◆ **Treść zadania A**
Podaj, w ilu wierszach rekordów występuje ciąg znaków „fleece”. Odpowiedz samą liczbą.

◆ **Fragment dokumentu**
▶

Tytuł oryginału: Hopeless
Autor: Collen Hoover
Wydawnictwo: Otwarte
Ilość stron: 424
Kategoria: literatura młodzieżowa
Moja ocena: 7/10
Sky ma nieciekawą reputację. Holder ma za sobą ciężki rok. Spotykają się przypadkiem. Od razu zwracają na siebie uwagę. On ma wrażenie, że zna tę dziewczynę o niebieskich oczach, Ona jest nim zaintrygowana. Wkrótce wpadają na siebie ponownie. On jest pierwszym chłopakiem, który wzbudza w Sky fascynację. Holder pragnie ją jak najlepiej poznać. Wzajemne przyciąganie staje się coraz silniejsze. Wkrótce okazuje się, że łączy ich nie tylko rodzące się uczucie.
Zabierając się do lektury "Hopeless" byłam nieco sceptycznie nastawiona. Po pierwsze jak już wspominałam w poprzednim poście, koleżanka dość negatywnie oceniała tę powieść. Ja sama przecież też książek o takiej tematyce unikam, ponieważ większość wydaje się być bardzo banalna i bardzo szablonowa. Sami widzicie, że opis fabuły nie brzmi fascynująco. Jednak podczas każdej wizyty w empiku "Hopeless" przyciągało mój wzrok. Kusiły mnie recenzje. Kusiła okładka. A kiedy bardzo ważna dla mnie osoba powiedziała, że muszę tę książkę przeczytać nie miałam innego wyboru jak tylko wreszcie ją zdobyć. Kupiłam. Usiadłam i przeczytałam. Dalej jestem pod wrażeniem.

◀

◆ **Treść zadania B**
Napisz dalszy ciąg recenzji powieści „Hopeless”, zaczynając od miejsca po jej ostatnim zdaniu.

◆ **Materiały do ćwiczenia**
▶

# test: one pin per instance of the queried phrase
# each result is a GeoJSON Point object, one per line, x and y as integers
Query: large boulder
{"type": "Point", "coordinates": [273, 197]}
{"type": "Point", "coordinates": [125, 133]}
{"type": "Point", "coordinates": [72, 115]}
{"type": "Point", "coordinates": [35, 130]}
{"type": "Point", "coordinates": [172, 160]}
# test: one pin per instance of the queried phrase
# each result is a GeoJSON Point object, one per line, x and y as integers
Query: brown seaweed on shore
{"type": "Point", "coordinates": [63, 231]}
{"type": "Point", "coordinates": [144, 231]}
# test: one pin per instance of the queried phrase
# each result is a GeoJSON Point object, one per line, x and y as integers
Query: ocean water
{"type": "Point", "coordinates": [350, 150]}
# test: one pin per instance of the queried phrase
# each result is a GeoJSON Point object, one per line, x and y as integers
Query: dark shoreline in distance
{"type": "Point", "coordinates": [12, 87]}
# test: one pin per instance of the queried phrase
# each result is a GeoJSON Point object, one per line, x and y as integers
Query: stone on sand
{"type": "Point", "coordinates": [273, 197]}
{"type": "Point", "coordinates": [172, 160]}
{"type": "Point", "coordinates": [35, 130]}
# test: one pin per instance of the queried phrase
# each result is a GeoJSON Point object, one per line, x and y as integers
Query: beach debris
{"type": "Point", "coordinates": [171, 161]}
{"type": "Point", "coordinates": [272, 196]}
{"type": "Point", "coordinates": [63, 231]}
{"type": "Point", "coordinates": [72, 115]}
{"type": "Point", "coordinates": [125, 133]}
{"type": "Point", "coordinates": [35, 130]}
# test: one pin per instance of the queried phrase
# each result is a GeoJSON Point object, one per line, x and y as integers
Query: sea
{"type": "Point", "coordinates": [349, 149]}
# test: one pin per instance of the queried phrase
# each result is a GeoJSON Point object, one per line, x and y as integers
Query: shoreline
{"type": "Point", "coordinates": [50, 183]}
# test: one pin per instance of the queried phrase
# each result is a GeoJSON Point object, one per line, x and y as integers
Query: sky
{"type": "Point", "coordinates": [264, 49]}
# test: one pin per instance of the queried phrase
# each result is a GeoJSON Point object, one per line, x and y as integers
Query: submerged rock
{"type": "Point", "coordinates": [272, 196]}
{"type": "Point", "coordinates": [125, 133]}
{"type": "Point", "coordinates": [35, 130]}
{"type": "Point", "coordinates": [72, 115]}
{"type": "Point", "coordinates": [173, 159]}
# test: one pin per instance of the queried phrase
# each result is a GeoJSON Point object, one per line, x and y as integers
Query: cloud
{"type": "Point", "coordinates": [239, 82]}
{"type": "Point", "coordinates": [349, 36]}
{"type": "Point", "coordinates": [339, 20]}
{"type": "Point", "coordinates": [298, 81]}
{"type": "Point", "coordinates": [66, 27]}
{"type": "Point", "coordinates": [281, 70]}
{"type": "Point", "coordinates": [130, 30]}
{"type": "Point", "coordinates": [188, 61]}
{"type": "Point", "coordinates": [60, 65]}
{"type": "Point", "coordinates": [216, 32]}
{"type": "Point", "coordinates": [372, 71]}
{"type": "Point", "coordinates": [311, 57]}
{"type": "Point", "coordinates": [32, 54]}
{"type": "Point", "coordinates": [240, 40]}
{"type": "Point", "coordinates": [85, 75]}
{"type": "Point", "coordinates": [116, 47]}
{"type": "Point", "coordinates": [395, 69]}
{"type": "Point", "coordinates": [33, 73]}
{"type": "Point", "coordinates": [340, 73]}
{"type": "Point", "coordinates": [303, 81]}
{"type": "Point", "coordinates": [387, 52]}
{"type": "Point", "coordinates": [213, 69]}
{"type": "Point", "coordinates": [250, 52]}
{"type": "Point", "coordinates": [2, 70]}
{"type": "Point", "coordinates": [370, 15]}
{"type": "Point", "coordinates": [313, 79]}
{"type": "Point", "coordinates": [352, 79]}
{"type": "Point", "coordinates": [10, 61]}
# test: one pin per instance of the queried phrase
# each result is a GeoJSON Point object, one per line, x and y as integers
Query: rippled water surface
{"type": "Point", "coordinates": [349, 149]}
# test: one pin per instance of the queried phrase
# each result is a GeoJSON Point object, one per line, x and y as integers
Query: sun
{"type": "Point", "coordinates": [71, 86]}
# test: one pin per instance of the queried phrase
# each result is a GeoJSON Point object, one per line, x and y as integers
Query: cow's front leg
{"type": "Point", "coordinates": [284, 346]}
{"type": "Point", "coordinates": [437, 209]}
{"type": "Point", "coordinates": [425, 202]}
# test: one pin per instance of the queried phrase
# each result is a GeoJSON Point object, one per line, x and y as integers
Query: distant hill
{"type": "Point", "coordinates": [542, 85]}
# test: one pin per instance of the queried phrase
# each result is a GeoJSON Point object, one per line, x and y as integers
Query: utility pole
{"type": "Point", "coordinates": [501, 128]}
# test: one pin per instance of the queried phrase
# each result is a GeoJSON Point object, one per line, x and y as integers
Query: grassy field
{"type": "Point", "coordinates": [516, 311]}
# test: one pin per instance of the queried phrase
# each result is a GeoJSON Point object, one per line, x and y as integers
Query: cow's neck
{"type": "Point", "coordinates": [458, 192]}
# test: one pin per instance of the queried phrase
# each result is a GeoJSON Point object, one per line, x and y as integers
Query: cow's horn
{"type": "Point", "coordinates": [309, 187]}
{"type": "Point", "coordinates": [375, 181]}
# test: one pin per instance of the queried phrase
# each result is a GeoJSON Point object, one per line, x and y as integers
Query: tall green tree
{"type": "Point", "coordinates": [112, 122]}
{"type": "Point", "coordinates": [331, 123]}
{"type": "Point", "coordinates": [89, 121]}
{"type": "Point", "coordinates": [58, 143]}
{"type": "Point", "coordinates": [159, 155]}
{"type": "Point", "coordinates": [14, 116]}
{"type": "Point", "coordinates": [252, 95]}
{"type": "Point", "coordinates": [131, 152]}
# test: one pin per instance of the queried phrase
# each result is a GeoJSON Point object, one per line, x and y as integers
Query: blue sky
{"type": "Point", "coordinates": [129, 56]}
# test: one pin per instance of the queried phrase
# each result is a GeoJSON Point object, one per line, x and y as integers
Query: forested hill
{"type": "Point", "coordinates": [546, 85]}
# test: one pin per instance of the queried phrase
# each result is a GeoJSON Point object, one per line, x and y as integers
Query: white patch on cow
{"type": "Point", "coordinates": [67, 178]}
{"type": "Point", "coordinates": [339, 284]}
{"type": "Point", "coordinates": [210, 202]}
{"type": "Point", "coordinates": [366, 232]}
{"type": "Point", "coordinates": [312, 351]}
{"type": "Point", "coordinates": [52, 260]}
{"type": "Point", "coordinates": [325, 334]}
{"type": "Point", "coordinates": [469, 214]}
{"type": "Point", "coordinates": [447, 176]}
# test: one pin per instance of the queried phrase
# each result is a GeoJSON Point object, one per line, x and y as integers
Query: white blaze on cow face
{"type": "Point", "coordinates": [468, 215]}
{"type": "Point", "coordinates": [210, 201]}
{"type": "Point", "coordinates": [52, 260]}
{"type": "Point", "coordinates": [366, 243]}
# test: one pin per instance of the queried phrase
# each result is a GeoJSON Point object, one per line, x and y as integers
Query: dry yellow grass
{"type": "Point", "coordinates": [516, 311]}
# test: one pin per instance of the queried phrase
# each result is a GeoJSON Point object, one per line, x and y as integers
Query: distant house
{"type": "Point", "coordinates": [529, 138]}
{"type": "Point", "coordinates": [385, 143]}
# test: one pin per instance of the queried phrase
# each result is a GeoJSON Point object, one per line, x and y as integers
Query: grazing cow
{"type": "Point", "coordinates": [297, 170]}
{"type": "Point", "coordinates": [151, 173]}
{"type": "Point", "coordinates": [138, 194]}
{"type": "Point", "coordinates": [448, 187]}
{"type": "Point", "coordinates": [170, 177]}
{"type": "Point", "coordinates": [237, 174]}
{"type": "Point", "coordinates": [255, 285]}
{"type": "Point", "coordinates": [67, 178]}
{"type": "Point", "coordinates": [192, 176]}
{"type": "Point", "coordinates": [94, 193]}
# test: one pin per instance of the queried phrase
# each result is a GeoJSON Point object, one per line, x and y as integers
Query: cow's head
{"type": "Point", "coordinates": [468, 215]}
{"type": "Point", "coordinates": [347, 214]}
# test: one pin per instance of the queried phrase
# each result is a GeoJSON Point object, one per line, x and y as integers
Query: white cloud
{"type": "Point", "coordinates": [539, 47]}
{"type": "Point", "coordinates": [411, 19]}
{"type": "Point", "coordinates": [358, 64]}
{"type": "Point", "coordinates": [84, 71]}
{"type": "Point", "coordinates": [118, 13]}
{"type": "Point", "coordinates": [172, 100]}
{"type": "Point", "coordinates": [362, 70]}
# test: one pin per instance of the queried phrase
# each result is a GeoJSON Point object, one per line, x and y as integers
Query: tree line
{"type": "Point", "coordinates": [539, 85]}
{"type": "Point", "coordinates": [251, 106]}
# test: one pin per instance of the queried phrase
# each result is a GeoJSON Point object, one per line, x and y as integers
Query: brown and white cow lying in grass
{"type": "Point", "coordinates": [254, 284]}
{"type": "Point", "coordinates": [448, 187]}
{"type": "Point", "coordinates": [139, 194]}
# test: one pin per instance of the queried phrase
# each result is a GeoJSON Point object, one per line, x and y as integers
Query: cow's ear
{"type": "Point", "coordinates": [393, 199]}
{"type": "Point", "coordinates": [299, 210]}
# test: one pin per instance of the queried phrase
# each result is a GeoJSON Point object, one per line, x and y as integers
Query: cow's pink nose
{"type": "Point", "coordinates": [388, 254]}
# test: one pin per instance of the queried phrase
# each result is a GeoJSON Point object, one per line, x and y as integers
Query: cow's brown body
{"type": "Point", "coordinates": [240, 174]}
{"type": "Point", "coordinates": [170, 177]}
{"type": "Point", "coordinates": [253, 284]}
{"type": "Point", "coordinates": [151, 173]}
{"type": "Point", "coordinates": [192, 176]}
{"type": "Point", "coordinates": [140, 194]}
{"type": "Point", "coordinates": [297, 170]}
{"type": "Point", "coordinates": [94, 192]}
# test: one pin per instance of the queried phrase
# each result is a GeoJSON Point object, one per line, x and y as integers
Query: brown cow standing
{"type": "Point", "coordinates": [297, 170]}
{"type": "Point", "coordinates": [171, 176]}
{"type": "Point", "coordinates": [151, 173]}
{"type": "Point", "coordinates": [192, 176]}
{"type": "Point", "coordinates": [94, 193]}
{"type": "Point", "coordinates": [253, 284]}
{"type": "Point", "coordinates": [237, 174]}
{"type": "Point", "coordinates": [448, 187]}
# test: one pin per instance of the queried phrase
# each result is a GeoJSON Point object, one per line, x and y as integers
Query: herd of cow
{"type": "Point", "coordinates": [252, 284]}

◀
▶

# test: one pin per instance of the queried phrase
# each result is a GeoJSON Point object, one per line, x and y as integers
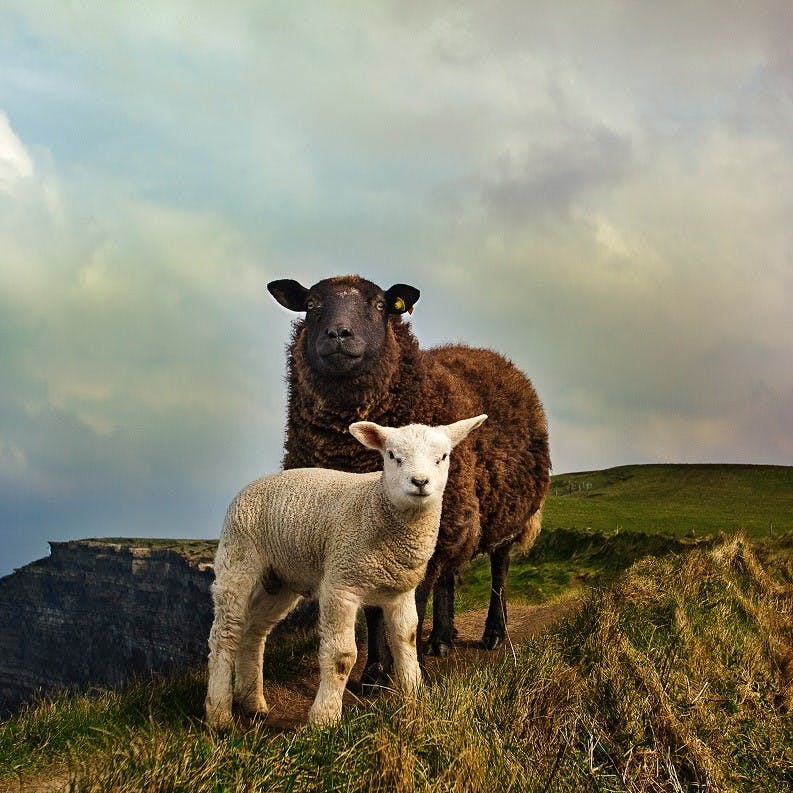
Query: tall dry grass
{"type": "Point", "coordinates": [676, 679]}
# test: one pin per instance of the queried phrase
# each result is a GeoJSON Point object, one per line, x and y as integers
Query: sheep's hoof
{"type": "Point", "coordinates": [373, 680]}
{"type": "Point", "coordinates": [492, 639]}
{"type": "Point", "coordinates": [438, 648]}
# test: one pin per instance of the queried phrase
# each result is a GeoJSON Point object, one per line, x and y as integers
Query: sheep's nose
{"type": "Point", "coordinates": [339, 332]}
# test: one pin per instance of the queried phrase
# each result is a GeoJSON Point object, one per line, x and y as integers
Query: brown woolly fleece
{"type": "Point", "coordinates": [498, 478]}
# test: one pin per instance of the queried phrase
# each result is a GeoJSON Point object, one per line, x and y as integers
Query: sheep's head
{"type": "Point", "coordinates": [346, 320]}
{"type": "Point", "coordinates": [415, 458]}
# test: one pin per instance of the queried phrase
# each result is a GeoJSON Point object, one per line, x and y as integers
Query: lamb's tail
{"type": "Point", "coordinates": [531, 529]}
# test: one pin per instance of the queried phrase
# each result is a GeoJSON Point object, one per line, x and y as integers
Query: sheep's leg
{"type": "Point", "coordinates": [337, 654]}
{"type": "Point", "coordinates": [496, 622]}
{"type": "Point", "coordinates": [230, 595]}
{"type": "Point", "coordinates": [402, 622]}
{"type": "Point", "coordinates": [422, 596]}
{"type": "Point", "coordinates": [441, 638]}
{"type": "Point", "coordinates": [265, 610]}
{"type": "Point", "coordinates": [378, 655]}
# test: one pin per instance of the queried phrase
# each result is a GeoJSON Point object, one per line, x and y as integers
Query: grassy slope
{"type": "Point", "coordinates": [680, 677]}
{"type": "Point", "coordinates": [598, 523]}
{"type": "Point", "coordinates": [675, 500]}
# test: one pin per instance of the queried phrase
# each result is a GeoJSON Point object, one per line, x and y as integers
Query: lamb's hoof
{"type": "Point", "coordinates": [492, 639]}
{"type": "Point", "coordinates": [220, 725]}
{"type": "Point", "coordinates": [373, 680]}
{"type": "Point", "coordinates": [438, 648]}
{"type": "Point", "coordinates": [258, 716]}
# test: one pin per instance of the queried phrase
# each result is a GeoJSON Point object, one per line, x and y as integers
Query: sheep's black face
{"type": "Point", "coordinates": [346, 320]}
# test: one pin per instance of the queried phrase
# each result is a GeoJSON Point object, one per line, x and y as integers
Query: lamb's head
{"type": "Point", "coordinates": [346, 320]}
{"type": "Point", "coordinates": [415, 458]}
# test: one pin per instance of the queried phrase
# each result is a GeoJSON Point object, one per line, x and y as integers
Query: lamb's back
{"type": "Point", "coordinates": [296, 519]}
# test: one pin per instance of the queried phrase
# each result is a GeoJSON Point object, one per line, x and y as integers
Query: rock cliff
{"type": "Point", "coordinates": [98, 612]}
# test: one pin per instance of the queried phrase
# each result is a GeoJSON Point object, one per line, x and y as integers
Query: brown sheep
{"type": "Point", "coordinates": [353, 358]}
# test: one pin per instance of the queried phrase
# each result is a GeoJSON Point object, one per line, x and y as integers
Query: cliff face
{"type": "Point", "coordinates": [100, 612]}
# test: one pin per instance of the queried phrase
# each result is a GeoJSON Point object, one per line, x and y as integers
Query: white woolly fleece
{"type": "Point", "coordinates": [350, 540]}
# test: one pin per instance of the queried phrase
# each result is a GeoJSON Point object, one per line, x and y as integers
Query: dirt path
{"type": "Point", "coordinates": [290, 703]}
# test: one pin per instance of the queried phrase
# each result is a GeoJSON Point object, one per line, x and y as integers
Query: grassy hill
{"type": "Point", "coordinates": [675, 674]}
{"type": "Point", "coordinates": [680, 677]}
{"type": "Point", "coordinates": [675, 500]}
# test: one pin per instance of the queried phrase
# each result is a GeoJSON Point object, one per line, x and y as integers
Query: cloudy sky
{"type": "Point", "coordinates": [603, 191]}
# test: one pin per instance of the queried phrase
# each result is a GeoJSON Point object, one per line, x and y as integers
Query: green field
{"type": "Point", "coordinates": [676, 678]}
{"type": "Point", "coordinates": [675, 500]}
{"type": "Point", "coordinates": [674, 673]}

◀

◆ **Poprawna odpowiedź A**
2

◆ **Poprawna odpowiedź B**
"Hopeless" bardzo pozytywnie mnie zaskoczyło. Spodziewałam się dość nudnej historii o miłości dwojga nastolatków. Byłam wręcz pewna, że ta książka mnie nie zaskoczy i będzie pozycją lekką, łatwą i przyjemną. Myślałam, że bohaterowie będą normalnymi nastolatkami, których największym problemem jest szkoła. Nie mogłam się bardziej mylić. "Hopeless" wstrząsnęło mną i sprawiło, że moja miłość do czytania, którą przez pewien okres ignorowałam i zaniedbywałam, powróciła ze zdwojoną siłą. Przypomniałam sobie za co kocham czytać oraz jak wielką radość mi to sprawia.
Książka zaczyna się bardzo niewinnie. Pierwsza połowa "Hopeless" jest po prostu opowieścią o rodzącym się uczuciu Sky i Holdera. Między kolejnymi rozdziałami pojawiają się krótkie urywki wspomnień Sky z przeszłości. Jak już wspomniałam jest bardzo łagodnie i nic, a nic nie zwiastuje nadchodzących tragicznych wydarzeń. Nie miałam pojęcia jaki problem ta książka porusza, ale podczas lektury odrobinę wcześniej niż zostało to wyjaśnione domyśliłam się niektórych rzeczy. Nie mogę powiedzieć, że "Hopeless" mnie nie zaskoczyło gdyż byłoby to kłamstwo. Obrót spraw wprawił mnie wręcz w osłupienie. Po zakończeniu lektury długo nie mogłam się pozbierać i wciąż analizowałam każdy rozdział. "Hopeless" było pierwszą pozycją od dłuższego czasu, która wzbudziła we mnie ogrom emocji, którą przeżywałam razem z bohaterami i o której jeszcze długo, długo będę pamiętać.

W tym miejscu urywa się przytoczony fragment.